- [Task to complete]: Copy out the complete listing, word for word.

- [Dataset excerpts]:
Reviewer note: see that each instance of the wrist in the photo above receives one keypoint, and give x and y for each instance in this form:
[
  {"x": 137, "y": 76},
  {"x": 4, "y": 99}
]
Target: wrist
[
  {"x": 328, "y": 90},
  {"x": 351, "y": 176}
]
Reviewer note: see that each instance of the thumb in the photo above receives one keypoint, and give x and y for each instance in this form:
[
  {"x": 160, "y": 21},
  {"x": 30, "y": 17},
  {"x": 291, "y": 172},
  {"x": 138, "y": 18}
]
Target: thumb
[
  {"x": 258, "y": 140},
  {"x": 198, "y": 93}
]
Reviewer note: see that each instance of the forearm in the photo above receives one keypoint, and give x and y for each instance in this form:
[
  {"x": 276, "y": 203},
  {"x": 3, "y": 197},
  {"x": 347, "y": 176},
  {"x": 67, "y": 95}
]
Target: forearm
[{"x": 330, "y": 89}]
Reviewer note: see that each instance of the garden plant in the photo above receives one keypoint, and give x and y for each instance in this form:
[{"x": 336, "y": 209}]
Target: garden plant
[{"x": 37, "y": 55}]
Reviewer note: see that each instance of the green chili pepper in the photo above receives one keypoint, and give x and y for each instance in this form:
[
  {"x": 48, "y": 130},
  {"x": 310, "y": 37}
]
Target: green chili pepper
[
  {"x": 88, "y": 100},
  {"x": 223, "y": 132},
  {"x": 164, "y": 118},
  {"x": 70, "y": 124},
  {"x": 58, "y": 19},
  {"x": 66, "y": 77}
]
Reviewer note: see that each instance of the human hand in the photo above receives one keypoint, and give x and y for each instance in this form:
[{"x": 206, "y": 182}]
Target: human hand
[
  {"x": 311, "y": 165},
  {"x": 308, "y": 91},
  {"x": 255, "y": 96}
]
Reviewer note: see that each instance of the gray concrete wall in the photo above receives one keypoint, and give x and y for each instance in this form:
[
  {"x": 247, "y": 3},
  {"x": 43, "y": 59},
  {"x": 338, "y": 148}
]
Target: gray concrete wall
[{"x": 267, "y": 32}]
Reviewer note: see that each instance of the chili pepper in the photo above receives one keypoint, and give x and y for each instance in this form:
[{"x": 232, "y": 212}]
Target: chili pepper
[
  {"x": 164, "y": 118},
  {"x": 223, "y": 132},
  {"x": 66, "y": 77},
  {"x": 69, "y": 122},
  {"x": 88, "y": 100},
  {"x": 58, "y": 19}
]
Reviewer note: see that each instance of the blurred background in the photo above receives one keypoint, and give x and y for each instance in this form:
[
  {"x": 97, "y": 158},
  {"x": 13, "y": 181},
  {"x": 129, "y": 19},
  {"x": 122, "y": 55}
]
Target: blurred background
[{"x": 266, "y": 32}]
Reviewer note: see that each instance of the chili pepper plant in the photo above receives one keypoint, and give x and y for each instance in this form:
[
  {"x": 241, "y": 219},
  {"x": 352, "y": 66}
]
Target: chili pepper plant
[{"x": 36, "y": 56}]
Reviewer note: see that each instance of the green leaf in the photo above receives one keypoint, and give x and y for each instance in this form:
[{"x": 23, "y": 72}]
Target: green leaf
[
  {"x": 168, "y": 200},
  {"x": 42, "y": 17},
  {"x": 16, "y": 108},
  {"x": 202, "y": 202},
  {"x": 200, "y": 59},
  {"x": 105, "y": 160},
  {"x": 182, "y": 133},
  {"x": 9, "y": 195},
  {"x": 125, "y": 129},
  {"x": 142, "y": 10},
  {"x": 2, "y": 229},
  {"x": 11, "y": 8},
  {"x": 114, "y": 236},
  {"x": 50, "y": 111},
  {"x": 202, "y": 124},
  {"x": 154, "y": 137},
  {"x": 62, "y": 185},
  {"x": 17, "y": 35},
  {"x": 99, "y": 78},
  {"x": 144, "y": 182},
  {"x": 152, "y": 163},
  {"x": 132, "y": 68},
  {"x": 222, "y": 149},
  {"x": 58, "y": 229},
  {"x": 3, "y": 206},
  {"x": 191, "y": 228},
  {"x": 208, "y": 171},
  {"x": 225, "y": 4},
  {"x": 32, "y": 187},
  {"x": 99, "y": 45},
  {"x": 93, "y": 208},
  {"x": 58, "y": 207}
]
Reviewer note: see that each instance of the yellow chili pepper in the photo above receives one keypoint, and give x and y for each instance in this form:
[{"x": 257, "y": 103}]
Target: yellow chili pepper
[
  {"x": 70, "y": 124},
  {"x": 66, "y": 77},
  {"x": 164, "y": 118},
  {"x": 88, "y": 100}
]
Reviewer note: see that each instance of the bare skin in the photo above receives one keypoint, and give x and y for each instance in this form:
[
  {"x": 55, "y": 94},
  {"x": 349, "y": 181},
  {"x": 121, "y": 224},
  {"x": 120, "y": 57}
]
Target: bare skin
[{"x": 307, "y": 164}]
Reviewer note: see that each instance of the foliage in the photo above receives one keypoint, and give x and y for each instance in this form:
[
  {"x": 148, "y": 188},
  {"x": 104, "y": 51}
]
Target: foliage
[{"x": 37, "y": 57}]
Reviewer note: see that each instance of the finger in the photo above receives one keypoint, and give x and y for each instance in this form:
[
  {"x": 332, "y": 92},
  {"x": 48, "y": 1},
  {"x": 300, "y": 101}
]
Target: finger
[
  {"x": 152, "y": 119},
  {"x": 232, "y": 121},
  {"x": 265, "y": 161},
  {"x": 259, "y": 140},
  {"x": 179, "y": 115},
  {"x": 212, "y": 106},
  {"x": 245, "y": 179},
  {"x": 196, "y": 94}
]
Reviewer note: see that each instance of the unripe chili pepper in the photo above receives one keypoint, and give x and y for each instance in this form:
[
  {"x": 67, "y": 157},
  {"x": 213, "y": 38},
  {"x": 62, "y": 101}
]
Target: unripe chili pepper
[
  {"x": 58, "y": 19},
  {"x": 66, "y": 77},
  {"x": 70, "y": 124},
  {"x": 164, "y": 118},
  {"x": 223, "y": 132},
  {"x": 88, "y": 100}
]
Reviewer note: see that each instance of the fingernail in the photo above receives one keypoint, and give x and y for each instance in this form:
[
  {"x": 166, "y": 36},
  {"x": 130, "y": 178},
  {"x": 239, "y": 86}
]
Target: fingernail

- [Expected answer]:
Reviewer note: see that each instance of the wrist in the photo above receives one keypoint, and give x and y for each instance in this form:
[
  {"x": 137, "y": 76},
  {"x": 4, "y": 99}
]
Target: wrist
[
  {"x": 328, "y": 90},
  {"x": 351, "y": 176}
]
Reviewer note: see that each instance of the thumb in the photo above receives one keypoint, and give x and y for each instance in this form:
[
  {"x": 160, "y": 21},
  {"x": 30, "y": 17},
  {"x": 291, "y": 172},
  {"x": 138, "y": 18}
]
Target: thumb
[
  {"x": 258, "y": 140},
  {"x": 198, "y": 93}
]
Reviewer note: see that each instance of the forearm in the photo above receives one keypoint, and give x and y for each instance in this form:
[
  {"x": 276, "y": 203},
  {"x": 3, "y": 197},
  {"x": 347, "y": 176},
  {"x": 67, "y": 95}
]
Target: forearm
[{"x": 330, "y": 89}]
Reviewer note: see that each instance of the garden plant in the photo above receives one keypoint, and give x and y for each instance in this form:
[{"x": 336, "y": 209}]
Target: garden plant
[{"x": 37, "y": 55}]
Reviewer note: see that each instance of the green chili pepper in the photo above receives one keypoint, and give x and y for each instance in this form:
[
  {"x": 48, "y": 130},
  {"x": 310, "y": 37}
]
Target: green chili pepper
[
  {"x": 88, "y": 100},
  {"x": 223, "y": 132},
  {"x": 164, "y": 118},
  {"x": 70, "y": 124},
  {"x": 58, "y": 19},
  {"x": 66, "y": 77}
]
Reviewer note: see that each instance of the human hand in the photo above receives one keypoint, and give x and y for each instance in this form:
[{"x": 206, "y": 182}]
Target: human hand
[
  {"x": 311, "y": 165},
  {"x": 308, "y": 91},
  {"x": 255, "y": 96}
]
Reviewer note: see that each instance of the gray concrete wall in the photo above receives one keypoint, and give x and y for each instance in this form:
[
  {"x": 247, "y": 3},
  {"x": 43, "y": 59},
  {"x": 338, "y": 148}
]
Target: gray concrete wall
[{"x": 267, "y": 32}]
Reviewer note: see that each instance of the chili pepper in the photo above receives one keypoint, and give x and y for each instance in this form:
[{"x": 232, "y": 212}]
Target: chili pepper
[
  {"x": 164, "y": 118},
  {"x": 223, "y": 132},
  {"x": 66, "y": 77},
  {"x": 69, "y": 122},
  {"x": 88, "y": 100},
  {"x": 58, "y": 19}
]
Reviewer note: see that each instance of the blurred background in the photo above receives one keypoint, and give x and y for each instance in this form:
[
  {"x": 97, "y": 158},
  {"x": 13, "y": 181},
  {"x": 129, "y": 19},
  {"x": 122, "y": 55}
]
Target: blurred background
[{"x": 266, "y": 32}]
Reviewer note: see that each instance of the chili pepper plant in the photo above receives one keypoint, and give x and y for each instance in this form:
[
  {"x": 241, "y": 219},
  {"x": 352, "y": 66}
]
Target: chili pepper plant
[{"x": 36, "y": 56}]
Reviewer note: see that each instance of the green leaf in the photo above receives one keypoint, and give x and y for each instance in this form:
[{"x": 23, "y": 72}]
Target: green leaf
[
  {"x": 168, "y": 200},
  {"x": 42, "y": 17},
  {"x": 16, "y": 108},
  {"x": 202, "y": 202},
  {"x": 200, "y": 59},
  {"x": 105, "y": 160},
  {"x": 182, "y": 133},
  {"x": 9, "y": 195},
  {"x": 125, "y": 129},
  {"x": 142, "y": 10},
  {"x": 2, "y": 229},
  {"x": 11, "y": 8},
  {"x": 114, "y": 236},
  {"x": 50, "y": 111},
  {"x": 202, "y": 124},
  {"x": 154, "y": 137},
  {"x": 62, "y": 185},
  {"x": 17, "y": 35},
  {"x": 99, "y": 78},
  {"x": 144, "y": 182},
  {"x": 152, "y": 163},
  {"x": 132, "y": 68},
  {"x": 222, "y": 149},
  {"x": 58, "y": 229},
  {"x": 3, "y": 206},
  {"x": 191, "y": 228},
  {"x": 208, "y": 171},
  {"x": 225, "y": 4},
  {"x": 32, "y": 187},
  {"x": 99, "y": 45},
  {"x": 93, "y": 208},
  {"x": 58, "y": 207}
]
Reviewer note: see that each instance of the yellow chili pepper in the photo above receives one keypoint, and give x and y for each instance in this form:
[{"x": 257, "y": 103}]
Target: yellow chili pepper
[
  {"x": 70, "y": 124},
  {"x": 66, "y": 77},
  {"x": 164, "y": 118},
  {"x": 88, "y": 100}
]
Reviewer note: see that each instance of the bare skin in the photo above receives one keypoint, and give x and y for each instance in this form:
[
  {"x": 55, "y": 94},
  {"x": 349, "y": 181},
  {"x": 121, "y": 224},
  {"x": 120, "y": 57}
]
Target: bare skin
[{"x": 307, "y": 164}]
Reviewer note: see that each instance of the foliage in the photo above receives one keypoint, and give x and y for each instance in this form:
[
  {"x": 148, "y": 188},
  {"x": 104, "y": 51}
]
Target: foliage
[{"x": 37, "y": 57}]
Reviewer note: see that each instance of the finger in the photo above receives one keypoint, and give x and y for each instance in this form:
[
  {"x": 332, "y": 92},
  {"x": 48, "y": 1},
  {"x": 300, "y": 101}
]
Target: finger
[
  {"x": 152, "y": 119},
  {"x": 232, "y": 121},
  {"x": 265, "y": 161},
  {"x": 259, "y": 140},
  {"x": 179, "y": 115},
  {"x": 212, "y": 106},
  {"x": 245, "y": 179},
  {"x": 196, "y": 94}
]
Reviewer note: see that each instance of the unripe chili pepper in the photo above receives one keypoint, and give x and y for each instance in this form:
[
  {"x": 67, "y": 157},
  {"x": 213, "y": 38},
  {"x": 62, "y": 101}
]
Target: unripe chili pepper
[
  {"x": 58, "y": 19},
  {"x": 66, "y": 77},
  {"x": 70, "y": 124},
  {"x": 164, "y": 118},
  {"x": 223, "y": 132},
  {"x": 88, "y": 100}
]
Reviewer note: see that each instance of the fingernail in the photo above receives one keypoint, and give x and y for each instance in this form:
[
  {"x": 166, "y": 36},
  {"x": 130, "y": 178},
  {"x": 239, "y": 86}
]
Target: fingernail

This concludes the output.